■ Aim
Reproduce every line of the records below without altering any character.

Excerpt from a data file
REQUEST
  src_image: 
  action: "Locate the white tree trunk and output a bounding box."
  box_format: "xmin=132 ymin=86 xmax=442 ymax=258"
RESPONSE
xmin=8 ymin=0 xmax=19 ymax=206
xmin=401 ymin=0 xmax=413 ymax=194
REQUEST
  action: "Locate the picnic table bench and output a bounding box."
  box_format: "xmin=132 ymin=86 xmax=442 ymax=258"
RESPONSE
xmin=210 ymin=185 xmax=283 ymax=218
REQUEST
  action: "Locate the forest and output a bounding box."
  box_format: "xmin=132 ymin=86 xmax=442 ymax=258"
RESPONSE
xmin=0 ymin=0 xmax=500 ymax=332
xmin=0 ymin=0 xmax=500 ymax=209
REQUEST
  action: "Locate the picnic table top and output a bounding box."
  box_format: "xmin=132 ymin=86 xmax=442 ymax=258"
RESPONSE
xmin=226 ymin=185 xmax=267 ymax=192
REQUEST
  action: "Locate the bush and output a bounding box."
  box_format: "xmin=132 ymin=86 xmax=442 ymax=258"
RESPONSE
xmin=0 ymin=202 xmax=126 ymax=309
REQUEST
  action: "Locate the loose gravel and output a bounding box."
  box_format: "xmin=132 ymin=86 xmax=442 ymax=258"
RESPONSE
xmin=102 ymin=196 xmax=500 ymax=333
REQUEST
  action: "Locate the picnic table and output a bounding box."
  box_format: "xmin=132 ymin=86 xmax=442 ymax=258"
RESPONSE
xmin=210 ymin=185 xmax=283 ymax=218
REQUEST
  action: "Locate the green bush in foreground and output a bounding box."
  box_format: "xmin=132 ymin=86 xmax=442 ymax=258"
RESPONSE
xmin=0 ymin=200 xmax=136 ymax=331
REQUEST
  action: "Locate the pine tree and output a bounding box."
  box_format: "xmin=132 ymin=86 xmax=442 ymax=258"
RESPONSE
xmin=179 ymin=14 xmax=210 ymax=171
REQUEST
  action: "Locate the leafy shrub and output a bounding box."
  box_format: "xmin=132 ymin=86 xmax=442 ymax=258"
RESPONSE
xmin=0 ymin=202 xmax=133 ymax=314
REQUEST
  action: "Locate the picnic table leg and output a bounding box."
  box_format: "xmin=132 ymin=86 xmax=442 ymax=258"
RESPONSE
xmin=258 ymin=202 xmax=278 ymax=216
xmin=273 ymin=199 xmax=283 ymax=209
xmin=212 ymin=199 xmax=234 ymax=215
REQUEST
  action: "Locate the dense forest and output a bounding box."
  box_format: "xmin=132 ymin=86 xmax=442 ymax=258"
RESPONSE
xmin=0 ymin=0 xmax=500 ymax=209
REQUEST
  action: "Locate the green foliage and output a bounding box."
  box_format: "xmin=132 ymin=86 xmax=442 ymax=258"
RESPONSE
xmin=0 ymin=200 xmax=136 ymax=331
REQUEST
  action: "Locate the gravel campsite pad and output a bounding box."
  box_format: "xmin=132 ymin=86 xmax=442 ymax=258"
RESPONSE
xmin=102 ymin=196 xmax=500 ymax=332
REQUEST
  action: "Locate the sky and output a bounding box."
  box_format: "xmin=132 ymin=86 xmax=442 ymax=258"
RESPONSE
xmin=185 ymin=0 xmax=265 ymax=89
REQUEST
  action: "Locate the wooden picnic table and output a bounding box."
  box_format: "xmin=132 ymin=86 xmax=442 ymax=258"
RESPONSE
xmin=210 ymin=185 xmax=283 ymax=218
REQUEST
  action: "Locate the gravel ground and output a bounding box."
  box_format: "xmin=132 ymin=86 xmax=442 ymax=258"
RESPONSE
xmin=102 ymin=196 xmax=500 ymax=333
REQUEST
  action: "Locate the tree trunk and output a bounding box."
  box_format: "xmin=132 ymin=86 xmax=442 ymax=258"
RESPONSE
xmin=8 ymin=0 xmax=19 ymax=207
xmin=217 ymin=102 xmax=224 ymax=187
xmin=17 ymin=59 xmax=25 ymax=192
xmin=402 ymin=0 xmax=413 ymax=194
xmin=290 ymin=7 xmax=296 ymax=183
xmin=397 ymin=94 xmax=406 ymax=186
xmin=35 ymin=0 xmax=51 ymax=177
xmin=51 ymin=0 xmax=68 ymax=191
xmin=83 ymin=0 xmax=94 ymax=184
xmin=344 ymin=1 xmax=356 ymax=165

■ Solution
REQUEST
  src_image: 
  action: "Locate the white tree trunk and output a bounding box."
  box_format: "xmin=132 ymin=86 xmax=442 ymax=258"
RESPONSE
xmin=8 ymin=0 xmax=19 ymax=206
xmin=401 ymin=0 xmax=413 ymax=194
REQUEST
  action: "Locate the picnic table bench and output a bounding box."
  box_format: "xmin=132 ymin=86 xmax=442 ymax=258"
RESPONSE
xmin=210 ymin=185 xmax=283 ymax=218
REQUEST
  action: "Locate the forest and output a bounding box."
  box_format: "xmin=132 ymin=86 xmax=442 ymax=258"
RESPONSE
xmin=0 ymin=0 xmax=500 ymax=332
xmin=0 ymin=0 xmax=500 ymax=209
REQUEST
  action: "Locate the picnic table top and output a bounding box."
  box_format: "xmin=132 ymin=86 xmax=442 ymax=258"
RESPONSE
xmin=226 ymin=185 xmax=267 ymax=192
REQUEST
  action: "Locate the bush and output a bounding box."
  box_format: "xmin=132 ymin=86 xmax=442 ymax=258"
RESPONSE
xmin=0 ymin=202 xmax=126 ymax=309
REQUEST
  action: "Locate the loose gravel and output a bounding box."
  box_format: "xmin=132 ymin=86 xmax=442 ymax=258"
RESPONSE
xmin=102 ymin=196 xmax=500 ymax=333
REQUEST
  action: "Locate the picnic table and output a bounding box."
  box_format: "xmin=132 ymin=86 xmax=442 ymax=258"
RESPONSE
xmin=210 ymin=185 xmax=283 ymax=218
REQUEST
  action: "Locate the green bush in foreground and output a bounding box."
  box_format: "xmin=132 ymin=86 xmax=442 ymax=258"
RESPONSE
xmin=0 ymin=200 xmax=136 ymax=331
REQUEST
  action: "Locate the pine tree and output a bounding box."
  box_format: "xmin=132 ymin=86 xmax=442 ymax=258"
RESPONSE
xmin=179 ymin=14 xmax=210 ymax=171
REQUEST
  action: "Locate the leafy shrub and output a bounding box."
  box_format: "xmin=132 ymin=86 xmax=442 ymax=258"
RESPONSE
xmin=0 ymin=202 xmax=133 ymax=314
REQUEST
  action: "Locate the picnic table leg and output a bounding box."
  box_format: "xmin=132 ymin=86 xmax=442 ymax=258"
RESPONSE
xmin=258 ymin=202 xmax=278 ymax=216
xmin=273 ymin=199 xmax=283 ymax=209
xmin=212 ymin=199 xmax=234 ymax=215
REQUEST
  action: "Locate the dense forest and output a bounding box."
  box_format: "xmin=132 ymin=86 xmax=442 ymax=258"
RESPONSE
xmin=0 ymin=0 xmax=500 ymax=209
REQUEST
  action: "Locate the green foliage and output a bounding box."
  box_format: "xmin=132 ymin=86 xmax=442 ymax=258"
RESPONSE
xmin=0 ymin=200 xmax=136 ymax=331
REQUEST
  action: "Locate the gravel campsite pad and output a bounding box."
  box_format: "xmin=132 ymin=86 xmax=442 ymax=258"
RESPONSE
xmin=102 ymin=196 xmax=500 ymax=332
REQUEST
  action: "Locate the sky and output a bounding box."
  box_format: "xmin=132 ymin=86 xmax=442 ymax=258"
RESPONSE
xmin=185 ymin=0 xmax=265 ymax=89
REQUEST
  action: "Locate the wooden picnic table and output a bounding box."
  box_format: "xmin=132 ymin=86 xmax=442 ymax=258"
RESPONSE
xmin=210 ymin=185 xmax=283 ymax=218
REQUEST
  action: "Locate the gravel ground and output a bounding box."
  box_format: "xmin=132 ymin=86 xmax=442 ymax=258"
RESPONSE
xmin=102 ymin=196 xmax=500 ymax=333
REQUEST
  action: "Locate the tree trunk and output a bounding box."
  box_format: "xmin=132 ymin=86 xmax=442 ymax=258"
RESPONSE
xmin=8 ymin=0 xmax=19 ymax=207
xmin=217 ymin=102 xmax=224 ymax=187
xmin=17 ymin=59 xmax=25 ymax=192
xmin=402 ymin=0 xmax=413 ymax=194
xmin=290 ymin=7 xmax=296 ymax=183
xmin=397 ymin=94 xmax=406 ymax=186
xmin=35 ymin=0 xmax=51 ymax=177
xmin=51 ymin=0 xmax=68 ymax=191
xmin=83 ymin=0 xmax=94 ymax=184
xmin=344 ymin=1 xmax=356 ymax=165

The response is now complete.